■ WHAT TO WORK ON
Render the lines from the first one through the line containing "box: [54, 249, 87, 292]", inclusive, as a numbered list, omitting blank lines.

────────────────────

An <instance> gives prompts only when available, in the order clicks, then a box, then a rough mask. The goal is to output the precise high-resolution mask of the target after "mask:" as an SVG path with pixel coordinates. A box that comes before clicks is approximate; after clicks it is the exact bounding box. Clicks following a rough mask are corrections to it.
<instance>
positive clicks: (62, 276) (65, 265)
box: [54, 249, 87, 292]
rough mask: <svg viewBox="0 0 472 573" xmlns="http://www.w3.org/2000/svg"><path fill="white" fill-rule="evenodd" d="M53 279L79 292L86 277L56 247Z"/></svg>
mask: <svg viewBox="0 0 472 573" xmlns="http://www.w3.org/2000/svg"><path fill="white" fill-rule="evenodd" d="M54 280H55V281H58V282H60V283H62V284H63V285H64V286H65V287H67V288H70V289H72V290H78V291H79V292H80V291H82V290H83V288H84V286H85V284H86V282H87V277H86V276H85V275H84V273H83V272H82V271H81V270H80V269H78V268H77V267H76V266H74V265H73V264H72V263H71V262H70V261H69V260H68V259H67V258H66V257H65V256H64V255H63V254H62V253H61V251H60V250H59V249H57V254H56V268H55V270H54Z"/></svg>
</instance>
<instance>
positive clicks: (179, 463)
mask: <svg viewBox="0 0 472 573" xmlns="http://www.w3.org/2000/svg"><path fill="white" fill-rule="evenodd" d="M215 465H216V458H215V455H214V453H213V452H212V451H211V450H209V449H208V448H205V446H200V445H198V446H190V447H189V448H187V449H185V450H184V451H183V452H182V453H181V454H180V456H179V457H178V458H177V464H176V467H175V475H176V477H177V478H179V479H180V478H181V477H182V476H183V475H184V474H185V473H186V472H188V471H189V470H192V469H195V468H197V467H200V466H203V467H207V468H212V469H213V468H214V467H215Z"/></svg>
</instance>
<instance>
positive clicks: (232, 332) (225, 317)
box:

────────────────────

■ EXPECTED ANSWER
1. An <instance> gives prompts only when available, in the order clicks, then a box, then a rough mask. The goal is to output the precise high-resolution mask of the target after "mask:" as an SVG path with pixel coordinates. A box that comes before clicks is approximate; after clicks it is the exact bounding box. Clicks following a rough mask are corrections to it.
2. <instance>
3. positive clicks: (62, 276) (65, 265)
4. box: [54, 249, 87, 292]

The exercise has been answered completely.